TEXTE CITÉ =
▼▼▼
I. — Au début les associations sont libres, spontanées, indépendantes de l’État, souvent même persécutées par lui. Elles visent deux buts : l’émancipation industrielle, l’émancipation politique.

L’émancipation industrielle, cela va de soi : c’est l’objet direct et forcé de toute association ouvrière. L’émancipation politique… elle ne s’en sépare pas tant que les corporations restent indépendantes : l’histoire le prouve.

À Rome, l’histoire de la République est remplie par la lutte entre l’aristocratie et la plèbe. Quel que soit le chef de cette dernière, qu’il s’appelle Gracchus, Marius ou César, les corporations ouvrières sont avec lui : dans les votes, comme dans les émeutes, qui éclataient si fréquemment, et qui semblaient en quelque sorte si normales dans les républiques antiques. Dissoudre ces corporations ou les interdire fut l’effort constant du parti aristocratique, qui n’y arriva jamais complètement.
▲▲▲
CONSIGNE A =
Selon le texte sur les associations ouvrières, quels sont les deux buts que visent les associations à leurs débuts ?
CONSIGNE B =
Prolongez le texte sur les associations ouvrières à partir de sa dernière phrase.

LIGNES FOURNIES =
▼▼▼
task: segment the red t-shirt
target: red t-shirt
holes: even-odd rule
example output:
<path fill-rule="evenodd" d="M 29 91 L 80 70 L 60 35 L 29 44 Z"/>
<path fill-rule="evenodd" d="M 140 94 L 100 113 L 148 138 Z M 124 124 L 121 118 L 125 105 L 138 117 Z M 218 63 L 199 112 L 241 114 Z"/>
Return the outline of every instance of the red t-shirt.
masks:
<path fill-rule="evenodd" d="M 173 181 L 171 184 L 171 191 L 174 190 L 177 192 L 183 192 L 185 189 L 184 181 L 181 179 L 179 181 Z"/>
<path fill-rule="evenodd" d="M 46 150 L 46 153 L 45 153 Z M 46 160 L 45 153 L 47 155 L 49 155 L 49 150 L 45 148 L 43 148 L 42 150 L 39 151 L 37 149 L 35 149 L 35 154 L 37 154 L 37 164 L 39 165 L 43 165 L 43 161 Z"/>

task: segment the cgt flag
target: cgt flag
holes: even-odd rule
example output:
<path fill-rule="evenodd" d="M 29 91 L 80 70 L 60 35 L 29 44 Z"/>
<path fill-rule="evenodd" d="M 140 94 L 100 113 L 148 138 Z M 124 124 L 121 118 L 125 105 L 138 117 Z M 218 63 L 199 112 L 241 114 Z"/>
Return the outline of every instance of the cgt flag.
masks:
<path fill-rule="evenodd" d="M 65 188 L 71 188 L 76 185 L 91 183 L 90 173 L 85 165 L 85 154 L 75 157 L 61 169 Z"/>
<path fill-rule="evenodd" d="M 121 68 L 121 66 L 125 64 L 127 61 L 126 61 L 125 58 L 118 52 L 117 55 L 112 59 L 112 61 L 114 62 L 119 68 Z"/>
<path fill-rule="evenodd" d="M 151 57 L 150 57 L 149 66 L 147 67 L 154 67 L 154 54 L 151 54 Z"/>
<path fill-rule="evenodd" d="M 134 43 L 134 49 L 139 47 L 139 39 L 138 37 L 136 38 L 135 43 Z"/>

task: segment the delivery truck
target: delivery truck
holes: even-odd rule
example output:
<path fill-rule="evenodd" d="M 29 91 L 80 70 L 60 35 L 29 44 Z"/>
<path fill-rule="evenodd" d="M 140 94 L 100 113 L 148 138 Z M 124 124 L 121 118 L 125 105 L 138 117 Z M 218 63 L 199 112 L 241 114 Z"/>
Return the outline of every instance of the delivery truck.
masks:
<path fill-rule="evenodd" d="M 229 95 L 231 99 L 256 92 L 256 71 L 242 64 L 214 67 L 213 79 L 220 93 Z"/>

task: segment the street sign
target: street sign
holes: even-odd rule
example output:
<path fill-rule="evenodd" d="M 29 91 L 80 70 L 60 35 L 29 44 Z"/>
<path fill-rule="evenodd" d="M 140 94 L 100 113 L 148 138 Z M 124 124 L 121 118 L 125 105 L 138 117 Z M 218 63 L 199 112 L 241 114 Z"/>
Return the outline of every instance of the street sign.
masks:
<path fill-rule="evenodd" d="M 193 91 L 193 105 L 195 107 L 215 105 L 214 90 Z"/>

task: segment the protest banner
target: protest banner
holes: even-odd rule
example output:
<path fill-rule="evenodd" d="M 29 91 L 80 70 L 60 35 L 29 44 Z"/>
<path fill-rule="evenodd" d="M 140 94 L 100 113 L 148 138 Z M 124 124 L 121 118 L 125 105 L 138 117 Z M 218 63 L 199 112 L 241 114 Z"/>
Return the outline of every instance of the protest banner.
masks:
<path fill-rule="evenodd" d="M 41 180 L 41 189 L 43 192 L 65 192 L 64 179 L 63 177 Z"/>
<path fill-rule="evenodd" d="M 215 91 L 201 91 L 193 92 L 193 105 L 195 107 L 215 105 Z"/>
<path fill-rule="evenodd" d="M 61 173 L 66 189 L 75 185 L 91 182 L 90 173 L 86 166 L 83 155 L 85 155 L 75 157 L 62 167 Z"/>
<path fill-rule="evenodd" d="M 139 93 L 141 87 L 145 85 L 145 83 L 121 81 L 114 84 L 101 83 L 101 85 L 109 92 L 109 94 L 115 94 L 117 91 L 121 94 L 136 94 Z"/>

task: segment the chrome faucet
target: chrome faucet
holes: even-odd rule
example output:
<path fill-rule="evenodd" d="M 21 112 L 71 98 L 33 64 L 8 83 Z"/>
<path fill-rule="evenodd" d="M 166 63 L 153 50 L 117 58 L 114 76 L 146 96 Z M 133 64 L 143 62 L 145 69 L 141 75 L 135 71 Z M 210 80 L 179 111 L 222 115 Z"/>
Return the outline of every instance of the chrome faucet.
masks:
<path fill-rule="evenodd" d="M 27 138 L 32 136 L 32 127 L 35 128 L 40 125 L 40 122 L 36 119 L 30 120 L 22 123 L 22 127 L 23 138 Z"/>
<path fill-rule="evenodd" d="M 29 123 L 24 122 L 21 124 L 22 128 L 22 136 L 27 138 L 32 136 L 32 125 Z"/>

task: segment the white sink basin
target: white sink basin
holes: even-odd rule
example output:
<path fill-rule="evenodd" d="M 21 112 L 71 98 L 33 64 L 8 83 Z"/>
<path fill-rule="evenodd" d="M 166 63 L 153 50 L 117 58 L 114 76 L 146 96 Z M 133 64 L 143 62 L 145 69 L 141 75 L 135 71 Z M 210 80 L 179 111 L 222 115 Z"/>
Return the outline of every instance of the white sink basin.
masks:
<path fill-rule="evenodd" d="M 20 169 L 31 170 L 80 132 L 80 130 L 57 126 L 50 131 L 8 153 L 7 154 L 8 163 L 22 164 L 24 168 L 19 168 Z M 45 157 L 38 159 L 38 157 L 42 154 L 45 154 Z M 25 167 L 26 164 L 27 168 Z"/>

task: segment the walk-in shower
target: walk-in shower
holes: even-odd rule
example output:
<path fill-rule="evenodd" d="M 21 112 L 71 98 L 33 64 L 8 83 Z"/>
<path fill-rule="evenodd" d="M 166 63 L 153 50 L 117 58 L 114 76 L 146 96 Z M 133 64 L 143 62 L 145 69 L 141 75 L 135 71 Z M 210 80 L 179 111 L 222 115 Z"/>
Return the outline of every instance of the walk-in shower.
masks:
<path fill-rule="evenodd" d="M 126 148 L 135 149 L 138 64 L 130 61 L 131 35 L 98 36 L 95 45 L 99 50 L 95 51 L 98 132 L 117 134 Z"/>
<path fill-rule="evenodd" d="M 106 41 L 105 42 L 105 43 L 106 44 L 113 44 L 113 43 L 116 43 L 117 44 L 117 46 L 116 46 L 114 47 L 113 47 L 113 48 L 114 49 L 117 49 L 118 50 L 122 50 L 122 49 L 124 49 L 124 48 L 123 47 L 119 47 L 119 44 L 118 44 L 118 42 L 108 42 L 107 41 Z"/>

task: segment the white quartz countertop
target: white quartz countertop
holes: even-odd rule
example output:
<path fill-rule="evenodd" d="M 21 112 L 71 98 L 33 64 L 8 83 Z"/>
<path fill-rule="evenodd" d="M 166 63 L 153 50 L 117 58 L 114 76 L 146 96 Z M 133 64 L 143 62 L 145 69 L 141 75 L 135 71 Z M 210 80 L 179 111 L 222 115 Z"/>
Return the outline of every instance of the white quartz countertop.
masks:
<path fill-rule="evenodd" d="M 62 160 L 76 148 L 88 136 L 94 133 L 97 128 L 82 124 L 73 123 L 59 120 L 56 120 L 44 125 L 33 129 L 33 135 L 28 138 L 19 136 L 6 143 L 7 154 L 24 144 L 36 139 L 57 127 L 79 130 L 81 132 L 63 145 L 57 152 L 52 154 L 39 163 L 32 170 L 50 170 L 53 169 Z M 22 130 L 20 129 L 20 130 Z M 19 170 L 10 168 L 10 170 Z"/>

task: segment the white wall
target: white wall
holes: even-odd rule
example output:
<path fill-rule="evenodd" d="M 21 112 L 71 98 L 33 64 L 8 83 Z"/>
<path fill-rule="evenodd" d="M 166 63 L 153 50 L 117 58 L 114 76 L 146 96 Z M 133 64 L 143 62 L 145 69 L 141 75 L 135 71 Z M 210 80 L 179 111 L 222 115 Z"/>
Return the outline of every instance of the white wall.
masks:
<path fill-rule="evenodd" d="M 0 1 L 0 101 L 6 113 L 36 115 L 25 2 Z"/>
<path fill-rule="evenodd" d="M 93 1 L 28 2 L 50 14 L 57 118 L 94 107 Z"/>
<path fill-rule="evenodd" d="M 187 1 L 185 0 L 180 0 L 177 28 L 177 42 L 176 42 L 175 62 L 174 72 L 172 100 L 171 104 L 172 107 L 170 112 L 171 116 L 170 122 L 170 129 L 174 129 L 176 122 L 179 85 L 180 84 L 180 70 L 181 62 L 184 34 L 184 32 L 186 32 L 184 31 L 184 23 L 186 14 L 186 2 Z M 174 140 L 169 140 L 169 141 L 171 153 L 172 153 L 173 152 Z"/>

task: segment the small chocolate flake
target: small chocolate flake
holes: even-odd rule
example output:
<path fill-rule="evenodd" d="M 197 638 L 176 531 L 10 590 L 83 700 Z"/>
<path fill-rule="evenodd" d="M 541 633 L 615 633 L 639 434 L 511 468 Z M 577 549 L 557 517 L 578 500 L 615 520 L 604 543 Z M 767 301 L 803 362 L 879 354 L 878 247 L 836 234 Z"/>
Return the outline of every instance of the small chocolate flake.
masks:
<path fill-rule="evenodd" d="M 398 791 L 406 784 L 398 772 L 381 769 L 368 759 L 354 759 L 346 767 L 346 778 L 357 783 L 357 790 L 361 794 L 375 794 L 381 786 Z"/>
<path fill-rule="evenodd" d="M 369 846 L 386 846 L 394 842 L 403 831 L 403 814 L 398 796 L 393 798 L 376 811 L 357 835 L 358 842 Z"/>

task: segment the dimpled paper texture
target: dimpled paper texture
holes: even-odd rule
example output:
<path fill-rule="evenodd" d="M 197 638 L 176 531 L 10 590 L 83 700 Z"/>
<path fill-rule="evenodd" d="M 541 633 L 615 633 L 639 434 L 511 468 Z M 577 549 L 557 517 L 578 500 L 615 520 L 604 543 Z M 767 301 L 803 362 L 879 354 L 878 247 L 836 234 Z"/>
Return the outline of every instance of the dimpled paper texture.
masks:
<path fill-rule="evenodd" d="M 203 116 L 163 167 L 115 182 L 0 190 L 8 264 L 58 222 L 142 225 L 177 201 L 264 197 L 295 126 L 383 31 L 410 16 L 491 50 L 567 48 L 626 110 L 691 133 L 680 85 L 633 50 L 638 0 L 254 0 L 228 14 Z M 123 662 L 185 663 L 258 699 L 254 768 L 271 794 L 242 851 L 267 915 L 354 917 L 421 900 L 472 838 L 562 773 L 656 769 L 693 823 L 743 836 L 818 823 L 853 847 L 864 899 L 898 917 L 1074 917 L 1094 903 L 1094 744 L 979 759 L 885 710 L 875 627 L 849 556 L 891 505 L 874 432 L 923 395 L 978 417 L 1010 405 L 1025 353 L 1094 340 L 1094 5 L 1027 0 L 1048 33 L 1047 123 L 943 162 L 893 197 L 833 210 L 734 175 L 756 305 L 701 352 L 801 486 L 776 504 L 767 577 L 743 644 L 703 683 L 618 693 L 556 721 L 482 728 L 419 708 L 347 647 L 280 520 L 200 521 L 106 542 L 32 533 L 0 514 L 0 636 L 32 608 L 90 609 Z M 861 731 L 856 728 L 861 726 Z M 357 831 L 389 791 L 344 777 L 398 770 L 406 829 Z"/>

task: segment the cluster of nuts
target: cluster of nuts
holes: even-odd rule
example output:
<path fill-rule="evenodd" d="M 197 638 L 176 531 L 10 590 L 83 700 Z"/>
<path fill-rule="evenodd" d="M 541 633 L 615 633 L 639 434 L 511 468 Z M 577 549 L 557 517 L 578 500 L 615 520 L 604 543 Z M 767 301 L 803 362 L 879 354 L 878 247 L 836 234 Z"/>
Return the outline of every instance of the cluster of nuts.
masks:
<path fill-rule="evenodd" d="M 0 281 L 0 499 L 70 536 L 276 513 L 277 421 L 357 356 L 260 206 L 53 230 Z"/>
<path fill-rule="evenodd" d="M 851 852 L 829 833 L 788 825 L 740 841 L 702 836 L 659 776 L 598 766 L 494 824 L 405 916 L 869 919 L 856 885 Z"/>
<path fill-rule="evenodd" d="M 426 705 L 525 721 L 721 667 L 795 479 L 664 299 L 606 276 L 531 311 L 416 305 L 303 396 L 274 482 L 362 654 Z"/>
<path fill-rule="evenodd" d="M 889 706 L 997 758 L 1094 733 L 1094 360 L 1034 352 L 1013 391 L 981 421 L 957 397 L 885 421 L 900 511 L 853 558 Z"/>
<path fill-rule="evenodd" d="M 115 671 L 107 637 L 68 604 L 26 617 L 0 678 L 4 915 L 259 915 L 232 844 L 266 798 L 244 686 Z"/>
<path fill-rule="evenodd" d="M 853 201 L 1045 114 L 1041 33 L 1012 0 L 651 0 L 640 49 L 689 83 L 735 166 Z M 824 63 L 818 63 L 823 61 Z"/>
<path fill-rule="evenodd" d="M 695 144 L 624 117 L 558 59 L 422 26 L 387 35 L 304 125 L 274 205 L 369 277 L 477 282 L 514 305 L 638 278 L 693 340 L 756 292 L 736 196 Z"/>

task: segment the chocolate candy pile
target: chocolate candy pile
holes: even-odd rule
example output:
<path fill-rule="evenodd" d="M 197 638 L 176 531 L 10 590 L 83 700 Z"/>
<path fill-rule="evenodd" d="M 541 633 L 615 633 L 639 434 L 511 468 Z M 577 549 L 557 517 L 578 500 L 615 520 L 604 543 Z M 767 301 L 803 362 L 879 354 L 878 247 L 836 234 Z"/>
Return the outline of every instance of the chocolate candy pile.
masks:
▲▲▲
RÉPONSE A =
L’émancipation industrielle et l’émancipation politique.

RÉPONSE B =
Au moyen-âge, à l’époque où la féodalité était toute-puissante, le premier éclair de liberté sort du sein des associations ouvrières. Ce sont elles qui conquièrent les franchises communales ; ce sont elles qui établissent les républiques du Midi de la France, comme Marseille et Montpellier, de l’Italie, comme Florence ; des Flandres ; comme Gand ou Bruges.

Ainsi, au début, indépendance vis-à-vis de l’État, effort à la fois politique et industriel, — voilà le caractère des corporations. Leur résultat, l’histoire nous le montre, c’est la naissance des libertés politiques et la création de la prospérité industrielle. Car l’industrie elle-même, et, avec elle, la richesse du pays tout entier, sans distinction de classe, naît, languit ou meurt avec l’indépendance des classes ouvrières.

II — Après des luttes ardentes, vient l’heure de la lassitude : soit que le peuple se fatigue d’une guerre qui l’épuise, soit plutôt que d’autres causes amènent un grand changement politique, on voit grandir à la fois au-dessus de l’aristocratie et des classes pauvres un pouvoir central plus fort qu’elles deux et qui s’appelle le Césarisme à Rome, et la royauté en France.

Sans chercher si le petit peuple prit à leur établissement une part aussi active qu’on le suppose, je constate un fait évident, c’est qu’il vit d’un œil plutôt favorable les progrès d’une puissance assez forte pour abattre ses éternels ennemis de l’aristocratie. À Rome, César avait été le chef du parti populaire ayant d’établir l’empire ; au moyen âge, les rois, qui détruisirent la féodalité, avaient l’appui des communes ; ils s’appuyèrent souvent sur la bourgeoisie contre la noblesse.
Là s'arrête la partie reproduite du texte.